* [Problem details]: Go through the data below and copy each line that includes "wall".

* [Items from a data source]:
════════
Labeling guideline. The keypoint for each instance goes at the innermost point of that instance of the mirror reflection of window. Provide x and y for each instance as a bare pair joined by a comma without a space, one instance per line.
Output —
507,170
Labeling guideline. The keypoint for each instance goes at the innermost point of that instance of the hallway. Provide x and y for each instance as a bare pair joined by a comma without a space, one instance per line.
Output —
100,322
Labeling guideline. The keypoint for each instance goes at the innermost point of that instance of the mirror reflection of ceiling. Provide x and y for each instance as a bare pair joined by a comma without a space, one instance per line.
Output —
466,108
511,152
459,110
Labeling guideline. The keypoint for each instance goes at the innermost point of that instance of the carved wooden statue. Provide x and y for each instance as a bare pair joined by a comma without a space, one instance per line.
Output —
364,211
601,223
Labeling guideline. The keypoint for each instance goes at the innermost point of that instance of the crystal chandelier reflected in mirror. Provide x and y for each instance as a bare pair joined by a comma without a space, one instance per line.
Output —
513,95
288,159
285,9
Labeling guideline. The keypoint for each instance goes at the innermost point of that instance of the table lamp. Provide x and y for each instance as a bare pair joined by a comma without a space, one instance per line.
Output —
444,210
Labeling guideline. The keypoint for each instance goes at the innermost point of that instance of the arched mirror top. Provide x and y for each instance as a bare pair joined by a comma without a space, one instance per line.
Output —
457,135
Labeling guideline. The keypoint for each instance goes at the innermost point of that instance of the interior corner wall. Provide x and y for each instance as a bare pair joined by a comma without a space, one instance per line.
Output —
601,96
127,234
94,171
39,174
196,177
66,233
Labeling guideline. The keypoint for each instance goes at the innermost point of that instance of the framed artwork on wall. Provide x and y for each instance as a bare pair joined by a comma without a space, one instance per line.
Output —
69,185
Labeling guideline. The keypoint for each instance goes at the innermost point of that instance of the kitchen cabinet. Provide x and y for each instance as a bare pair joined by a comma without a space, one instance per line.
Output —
════════
* [Solution to the problem]:
Labeling guideline. The keypoint for each instance goes at the innermost point of that instance of the interior corner wall. Provide x and y for each instance as a bare pair joined by a comma without a space, one instance per line.
Labeling guideline. The keypoint for each instance goes at the innermost point of that instance of the framed artwork on wall. Provide x and y for each instance as a bare pair joined by a comma without a space, one instance per line.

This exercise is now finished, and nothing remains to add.